RECORDS FOR PROCESSING START

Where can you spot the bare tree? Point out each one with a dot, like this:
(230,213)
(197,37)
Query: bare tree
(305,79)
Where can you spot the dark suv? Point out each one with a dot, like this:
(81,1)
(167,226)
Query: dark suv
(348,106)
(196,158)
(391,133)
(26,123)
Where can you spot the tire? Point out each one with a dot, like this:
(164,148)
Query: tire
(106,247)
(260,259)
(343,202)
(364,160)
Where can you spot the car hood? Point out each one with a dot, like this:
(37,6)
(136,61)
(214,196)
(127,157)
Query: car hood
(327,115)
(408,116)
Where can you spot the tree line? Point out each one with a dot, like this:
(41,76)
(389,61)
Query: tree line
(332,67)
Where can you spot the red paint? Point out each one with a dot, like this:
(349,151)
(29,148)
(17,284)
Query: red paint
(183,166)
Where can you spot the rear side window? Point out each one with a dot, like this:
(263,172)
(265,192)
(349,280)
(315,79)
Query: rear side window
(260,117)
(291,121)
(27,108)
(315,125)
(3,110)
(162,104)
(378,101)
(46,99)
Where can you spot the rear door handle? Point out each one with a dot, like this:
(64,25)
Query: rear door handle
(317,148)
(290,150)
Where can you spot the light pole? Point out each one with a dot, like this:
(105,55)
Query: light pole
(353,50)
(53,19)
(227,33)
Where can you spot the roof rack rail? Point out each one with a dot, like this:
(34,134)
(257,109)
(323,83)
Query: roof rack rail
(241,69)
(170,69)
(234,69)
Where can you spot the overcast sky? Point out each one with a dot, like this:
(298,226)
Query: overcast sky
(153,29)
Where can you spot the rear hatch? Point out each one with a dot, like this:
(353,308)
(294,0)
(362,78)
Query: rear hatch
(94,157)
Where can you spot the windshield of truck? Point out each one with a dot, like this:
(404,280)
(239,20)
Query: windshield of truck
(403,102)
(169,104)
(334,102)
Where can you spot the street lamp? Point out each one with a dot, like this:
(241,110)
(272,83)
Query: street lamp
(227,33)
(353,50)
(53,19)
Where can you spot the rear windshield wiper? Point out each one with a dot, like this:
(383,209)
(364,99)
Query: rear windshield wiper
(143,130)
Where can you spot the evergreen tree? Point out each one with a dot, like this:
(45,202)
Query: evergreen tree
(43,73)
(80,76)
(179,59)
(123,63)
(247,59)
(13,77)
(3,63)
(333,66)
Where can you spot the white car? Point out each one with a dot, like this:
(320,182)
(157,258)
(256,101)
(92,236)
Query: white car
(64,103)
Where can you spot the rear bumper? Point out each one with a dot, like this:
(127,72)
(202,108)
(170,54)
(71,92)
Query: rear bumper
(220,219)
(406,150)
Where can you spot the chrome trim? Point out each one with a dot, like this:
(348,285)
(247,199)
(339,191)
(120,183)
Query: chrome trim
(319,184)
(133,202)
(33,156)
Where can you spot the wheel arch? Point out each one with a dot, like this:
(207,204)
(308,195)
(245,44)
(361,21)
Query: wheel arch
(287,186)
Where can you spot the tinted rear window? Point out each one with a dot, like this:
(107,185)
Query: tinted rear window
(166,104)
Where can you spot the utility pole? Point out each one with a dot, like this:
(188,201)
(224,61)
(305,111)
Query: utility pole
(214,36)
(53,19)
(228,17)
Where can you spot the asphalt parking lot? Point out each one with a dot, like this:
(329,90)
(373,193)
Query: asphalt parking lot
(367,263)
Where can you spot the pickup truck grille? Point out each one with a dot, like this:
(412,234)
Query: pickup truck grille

RECORDS FOR PROCESSING END

ACTION ITEM: Without dropping a single line, output the records above exactly.

TASK RESULT:
Where can you spot the bare tree? Point out each one with a dot, like this:
(230,213)
(197,37)
Query: bare tree
(305,79)
Where can you spot the dark suv? Point out each one with a dot, like this:
(81,1)
(167,226)
Query: dark suv
(348,106)
(196,158)
(391,133)
(26,123)
Where can you spot the tire? Point out each one with a dot, like this:
(164,148)
Query: tire
(106,247)
(260,259)
(343,202)
(364,160)
Where can you spot the car hood? Point out each one with a dot, like this:
(37,6)
(136,61)
(214,196)
(127,157)
Query: car hood
(327,115)
(408,116)
Where can you spot the tree line? Point out each one with a dot, like this:
(41,76)
(389,61)
Query: tree line
(332,67)
Where can you spot the red paint? Point out each one with a dot, like this:
(349,151)
(29,148)
(17,284)
Query: red paint
(183,166)
Where can you spot the rear side window? Point out each one with a dot, like this:
(263,172)
(265,192)
(349,280)
(315,79)
Query: rear side window
(260,117)
(291,121)
(27,108)
(315,125)
(3,110)
(162,104)
(378,101)
(46,99)
Where can you spot the rear door handle? Point out each one with a dot, like this:
(64,25)
Query: rear door handle
(317,148)
(290,150)
Where can you spot the light pole? Point out each one with a dot, like this:
(105,55)
Query: light pole
(353,50)
(53,19)
(227,33)
Where can you spot the roof rack rail? Point out each one with a dot, like this:
(34,134)
(257,109)
(323,83)
Query: roof rack rail
(241,69)
(170,69)
(234,69)
Where can you spot the overcast sky? Point out each one with a dot, like this:
(298,226)
Query: overcast sky
(153,29)
Where can you spot the rear hatch? Point out each one with a dot, like this:
(353,308)
(294,0)
(362,78)
Query: rear hatch
(94,157)
Where can you spot the windshield of truck? Point out each one with a dot, like this:
(404,280)
(239,20)
Query: windshield of truck
(403,102)
(169,104)
(334,102)
Where can you spot the street lamp? Point out each one with a dot, like this:
(241,110)
(272,83)
Query: street lamp
(227,33)
(353,50)
(53,19)
Where can you spot the rear windshield wiper? Point out each one with a dot, like this:
(383,209)
(364,99)
Query: rear windshield wiper
(143,130)
Where can you spot the evergreen tree? Point out each one with a dot, like this:
(45,202)
Query: evergreen tree
(43,73)
(80,76)
(179,59)
(123,63)
(247,59)
(13,77)
(3,63)
(333,66)
Where can you spot the white car? Point out each one with a dot, like this:
(320,182)
(157,258)
(256,101)
(92,236)
Query: white car
(64,103)
Where can you spot the rear bumper? Point out each one with a dot, like this:
(127,72)
(202,108)
(170,54)
(71,92)
Query: rear bumper
(220,219)
(406,150)
Where can you spot the chrome trim? Point out each one with a dot, like this:
(348,285)
(247,199)
(339,191)
(120,183)
Query: chrome trim
(319,184)
(133,202)
(33,156)
Where can you spot the wheel arch? Point out each one with a dot, like this:
(207,204)
(308,195)
(245,44)
(361,21)
Query: wheel arch
(287,186)
Where can you spot the tinted rear window? Point out each one with a dot, like this:
(107,185)
Query: tinted rear window
(166,104)
Where can you spot the utility pole? Point out each one with a dot, like this:
(188,201)
(224,61)
(305,111)
Query: utility pole
(214,36)
(53,19)
(228,17)
Where can you spot the asphalt parking lot? Point out each one with a dot, like this:
(329,90)
(373,193)
Query: asphalt parking lot
(367,263)
Where can you spot the pickup truck grille? Point out each one with a dot, like this:
(412,234)
Query: pickup truck grille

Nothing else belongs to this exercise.